[start DATA FOR THE TASK]

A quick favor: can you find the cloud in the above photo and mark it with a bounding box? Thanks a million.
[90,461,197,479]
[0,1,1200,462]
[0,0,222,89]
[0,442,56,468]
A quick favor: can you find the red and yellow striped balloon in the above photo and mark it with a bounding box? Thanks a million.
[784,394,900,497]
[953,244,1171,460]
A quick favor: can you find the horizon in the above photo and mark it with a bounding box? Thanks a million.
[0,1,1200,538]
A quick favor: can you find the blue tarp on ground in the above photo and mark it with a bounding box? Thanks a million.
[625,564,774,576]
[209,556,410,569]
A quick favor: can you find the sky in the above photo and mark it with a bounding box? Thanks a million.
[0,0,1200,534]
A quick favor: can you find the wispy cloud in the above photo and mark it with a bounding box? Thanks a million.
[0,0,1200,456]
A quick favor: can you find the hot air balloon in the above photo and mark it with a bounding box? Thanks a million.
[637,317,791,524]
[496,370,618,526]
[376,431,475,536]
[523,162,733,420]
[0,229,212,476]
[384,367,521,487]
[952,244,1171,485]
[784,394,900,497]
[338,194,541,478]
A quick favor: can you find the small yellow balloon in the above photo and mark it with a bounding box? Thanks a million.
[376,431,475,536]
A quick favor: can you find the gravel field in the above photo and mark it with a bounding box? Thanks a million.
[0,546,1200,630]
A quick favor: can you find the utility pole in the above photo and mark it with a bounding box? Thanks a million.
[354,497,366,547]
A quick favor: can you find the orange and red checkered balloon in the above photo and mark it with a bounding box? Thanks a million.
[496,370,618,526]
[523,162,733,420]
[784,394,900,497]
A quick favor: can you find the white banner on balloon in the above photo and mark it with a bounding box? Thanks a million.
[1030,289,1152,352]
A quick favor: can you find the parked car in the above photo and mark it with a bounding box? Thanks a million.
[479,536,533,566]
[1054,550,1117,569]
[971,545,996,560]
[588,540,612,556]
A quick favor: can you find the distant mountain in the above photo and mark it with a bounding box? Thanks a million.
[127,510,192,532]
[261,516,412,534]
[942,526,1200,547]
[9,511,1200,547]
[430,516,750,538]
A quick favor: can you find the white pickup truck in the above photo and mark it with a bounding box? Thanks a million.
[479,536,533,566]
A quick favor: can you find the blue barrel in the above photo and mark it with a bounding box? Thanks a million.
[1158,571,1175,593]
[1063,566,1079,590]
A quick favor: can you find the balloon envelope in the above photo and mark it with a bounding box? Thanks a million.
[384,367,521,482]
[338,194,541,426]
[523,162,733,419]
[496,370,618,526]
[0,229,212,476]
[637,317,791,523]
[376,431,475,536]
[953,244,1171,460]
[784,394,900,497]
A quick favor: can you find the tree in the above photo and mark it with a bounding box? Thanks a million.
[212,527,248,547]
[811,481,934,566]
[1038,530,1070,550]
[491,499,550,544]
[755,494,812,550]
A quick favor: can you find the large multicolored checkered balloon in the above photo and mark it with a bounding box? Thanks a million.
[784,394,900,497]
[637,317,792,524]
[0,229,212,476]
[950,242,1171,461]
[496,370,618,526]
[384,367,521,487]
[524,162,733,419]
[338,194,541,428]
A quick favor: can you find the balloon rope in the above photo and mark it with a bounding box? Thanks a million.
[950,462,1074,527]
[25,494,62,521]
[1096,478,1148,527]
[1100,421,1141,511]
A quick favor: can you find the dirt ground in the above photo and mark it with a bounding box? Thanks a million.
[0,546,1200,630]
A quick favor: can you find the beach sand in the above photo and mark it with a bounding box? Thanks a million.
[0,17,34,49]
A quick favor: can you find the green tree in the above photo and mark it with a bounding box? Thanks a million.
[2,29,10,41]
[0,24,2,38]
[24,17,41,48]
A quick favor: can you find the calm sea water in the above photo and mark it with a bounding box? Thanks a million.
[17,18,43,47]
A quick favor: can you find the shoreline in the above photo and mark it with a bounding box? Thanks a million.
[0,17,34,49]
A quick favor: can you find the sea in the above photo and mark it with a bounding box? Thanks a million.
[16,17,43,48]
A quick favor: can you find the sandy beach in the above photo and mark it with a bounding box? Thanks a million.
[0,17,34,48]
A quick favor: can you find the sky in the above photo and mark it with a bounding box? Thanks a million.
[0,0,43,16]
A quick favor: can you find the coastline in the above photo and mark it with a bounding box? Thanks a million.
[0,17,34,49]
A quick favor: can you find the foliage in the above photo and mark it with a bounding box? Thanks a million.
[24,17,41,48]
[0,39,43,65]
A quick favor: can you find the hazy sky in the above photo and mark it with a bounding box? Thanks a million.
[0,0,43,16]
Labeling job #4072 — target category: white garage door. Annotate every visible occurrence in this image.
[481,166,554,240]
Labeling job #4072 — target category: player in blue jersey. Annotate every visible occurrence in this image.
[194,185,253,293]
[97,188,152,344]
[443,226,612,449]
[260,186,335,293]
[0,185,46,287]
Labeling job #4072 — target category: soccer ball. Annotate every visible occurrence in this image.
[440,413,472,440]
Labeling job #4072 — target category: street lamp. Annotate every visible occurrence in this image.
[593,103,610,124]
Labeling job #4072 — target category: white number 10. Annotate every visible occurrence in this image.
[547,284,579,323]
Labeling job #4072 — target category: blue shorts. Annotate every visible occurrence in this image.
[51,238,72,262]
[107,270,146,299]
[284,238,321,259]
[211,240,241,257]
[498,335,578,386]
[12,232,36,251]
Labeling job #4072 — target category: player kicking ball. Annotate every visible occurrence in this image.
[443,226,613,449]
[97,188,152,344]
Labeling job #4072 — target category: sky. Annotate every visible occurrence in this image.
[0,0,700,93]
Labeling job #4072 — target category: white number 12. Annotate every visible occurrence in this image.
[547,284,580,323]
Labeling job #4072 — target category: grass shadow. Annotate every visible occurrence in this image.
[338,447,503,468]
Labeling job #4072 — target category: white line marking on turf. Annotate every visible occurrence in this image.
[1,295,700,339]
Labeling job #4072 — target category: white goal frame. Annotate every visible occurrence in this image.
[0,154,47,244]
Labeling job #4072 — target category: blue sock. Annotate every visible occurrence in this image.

[end DATA FOR THE TASK]

**TASK DIRECTIONS:** Rewrite every line of the listing above as a numbered list and leave out any blank lines.

**TASK OUTPUT:**
1. A quick favor: can you find the cloud in the above photo and mark it with a bounding box? Thanks a million.
2. [90,461,197,479]
3. [0,1,1200,462]
4. [0,0,222,89]
5. [0,442,56,468]
6. A quick favor: can you find the red and yellow striped balloon in the above photo and mark it with a bounding box? Thanks a million.
7. [784,394,900,497]
8. [953,244,1171,460]
9. A quick favor: can you find the horizon in the above photo and mark it with a bounding box? Thanks a million.
10. [0,1,1200,538]
11. A quick favor: can you find the blue tarp on ground in the above photo and mark it with a bounding box? Thanks a million.
12. [625,564,774,576]
13. [209,556,410,569]
14. A quick favor: can you find the sky in the above photo and mark it with a bounding box? Thanks a million.
15. [0,0,1200,534]
16. A quick favor: can you find the wispy cloud in the above photo and mark it with a bounding box? Thanks a million.
17. [0,0,1200,456]
18. A quick favor: can you find the hot air balloon in the above photo and mark it with a bounding box? Thanks a million.
19. [637,317,791,524]
20. [496,370,618,526]
21. [376,431,475,536]
22. [523,162,733,420]
23. [0,229,212,476]
24. [384,367,521,487]
25. [952,244,1171,485]
26. [784,394,900,497]
27. [338,194,541,478]
28. A quick favor: can you find the small yellow balloon in the above photo and mark it with a bounding box? Thanks a million.
29. [376,431,475,536]
30. A quick favor: can you find the gravel field in the above photo and mark it with a bounding box? Thanks a million.
31. [0,546,1200,630]
32. A quick favor: can you find the utility pole in the above photo and mark it with a bounding box? Thanks a million.
33. [354,497,366,547]
34. A quick favor: can you find the orange and red checkered balloon in the above photo and mark it with a bounding box? Thanks a million.
35. [496,370,618,526]
36. [523,162,733,420]
37. [784,394,900,497]
38. A quick favor: can you find the white banner on balloon in the above photo and mark it with a bounding box? Thanks a million.
39. [1030,289,1152,352]
40. A quick favor: can you find the parked car in the above photo and mark it with a bounding box? Thanks a million.
41. [479,536,533,566]
42. [1054,550,1117,569]
43. [971,545,996,560]
44. [588,540,612,556]
45. A quick favor: can you find the distant mountain in the above photo and mark it with a bounding box? Thanks a million.
46. [127,510,192,532]
47. [261,516,412,534]
48. [942,526,1200,547]
49. [9,511,1200,547]
50. [430,516,750,538]
51. A quick favor: can you find the white pickup truck in the above photo and mark it with a bounding box? Thanks a million.
52. [479,536,533,566]
53. A quick favor: can you find the blue barrel in the above photo and mark it with a bounding box? Thanks a million.
54. [1158,571,1175,593]
55. [1063,566,1079,590]
56. A quick favor: can you find the balloon envelope in the above photo and mark it with a bounding box? Thanks a million.
57. [384,367,521,482]
58. [338,194,541,426]
59. [523,162,733,419]
60. [496,370,618,526]
61. [0,229,212,476]
62. [637,317,791,523]
63. [376,431,475,536]
64. [953,244,1171,460]
65. [784,394,900,497]
66. A quick favor: can you find the tree in the above photo and mark it with a bounding box? Thanks a million.
67. [212,527,248,547]
68. [811,481,934,566]
69. [1038,530,1070,550]
70. [491,499,550,544]
71. [755,494,812,550]
72. A quick favor: can you find the large multicolored checkered balloon in the above photo and mark it with a bounding box? Thanks a million.
73. [784,394,900,497]
74. [637,317,792,524]
75. [0,229,212,476]
76. [950,242,1171,461]
77. [496,370,618,526]
78. [384,367,521,487]
79. [524,162,733,419]
80. [338,194,541,428]
81. A quick favor: can you find the balloon rope in the above photo and mark it with a bounding box? Thanks a million.
82. [950,462,1074,527]
83. [25,494,62,521]
84. [1096,478,1148,527]
85. [1100,421,1141,511]
86. A quick favor: can you find the dirt ground in the above photo and mark it with a bounding box? Thanks a million.
87. [0,546,1200,630]
88. A quick favor: can you find the beach sand in the above photo and mark it with a bounding box? Thanks a million.
89. [0,17,34,49]
90. A quick favor: can you find the green tree in the above photo and mark it with a bounding box? Thanks a million.
91. [2,29,10,41]
92. [0,24,2,38]
93. [24,17,41,48]
94. A quick favor: can you find the calm sea water in the above photo and mark it with a bounding box? Thanks a million.
95. [17,18,43,47]
96. A quick favor: can you find the shoreline in the above photo and mark it with a bounding box? Thanks a million.
97. [0,17,34,49]
98. A quick favor: can you find the sea in the above photo and mark it with a bounding box? Thanks a million.
99. [16,17,43,48]
100. A quick favor: can you find the sandy beach in the above photo and mark it with a bounding box? Thanks a million.
101. [0,17,34,48]
102. A quick favor: can you find the sky in the above photo and mark it with a bounding box? Thanks a million.
103. [0,0,43,16]
104. A quick favor: can you find the coastline in the above photo and mark it with a bounding box? Thanks a million.
105. [0,17,34,49]
106. A quick favor: can you find the foliage in the above photo and mark it with a bounding box? Thanks a million.
107. [24,17,41,48]
108. [0,39,43,65]
109. A quick favor: can you find the hazy sky in the above photo and mark it with a bounding box? Thanks a million.
110. [0,0,43,16]
111. Labeling job #4072 — target category: white garage door. Annotate every visible occurrence in this image.
112. [481,166,554,240]
113. Labeling job #4072 — target category: player in blue jersey. Annotate every visible occurrence in this image.
114. [194,185,253,293]
115. [97,188,152,344]
116. [443,226,612,449]
117. [260,186,335,293]
118. [0,185,46,287]
119. Labeling job #4072 — target category: soccer ball. Annotate every visible occurrence in this image.
120. [440,413,472,440]
121. Labeling job #4072 — target category: street lamp. Annotate every visible occurrence in this image.
122. [593,103,610,124]
123. Labeling job #4072 — target category: white number 10. Annotate every visible occurrence in this image.
124. [547,284,579,323]
125. Labeling job #4072 — target category: blue shorts. Annotate every visible occurrence in this image.
126. [51,238,72,262]
127. [107,270,146,299]
128. [284,238,321,259]
129. [211,240,241,257]
130. [498,335,578,386]
131. [12,232,36,251]
132. Labeling job #4072 — target category: player kicking ball. Annotate every visible occurrence in this image.
133. [443,226,613,449]
134. [97,188,152,344]
135. Labeling job #4072 — target category: sky. Annotate every visible occurrence in this image.
136. [0,0,700,93]
137. Labeling job #4072 — target category: white number 12. Annotate every visible occurrence in this image.
138. [547,284,580,323]
139. Labeling job #4072 — target category: grass shadow. Annotate every visible occurrence in this image.
140. [338,447,503,468]
141. Labeling job #4072 — target category: white line marking on turf. Annotate every visible occurrence in this image.
142. [1,295,700,339]
143. Labeling job #4072 — target category: white goal frame. Annotate every visible occurrence in this image.
144. [0,154,47,244]
145. Labeling job #4072 — target category: blue sock. Annotate every visible occurrence in this image.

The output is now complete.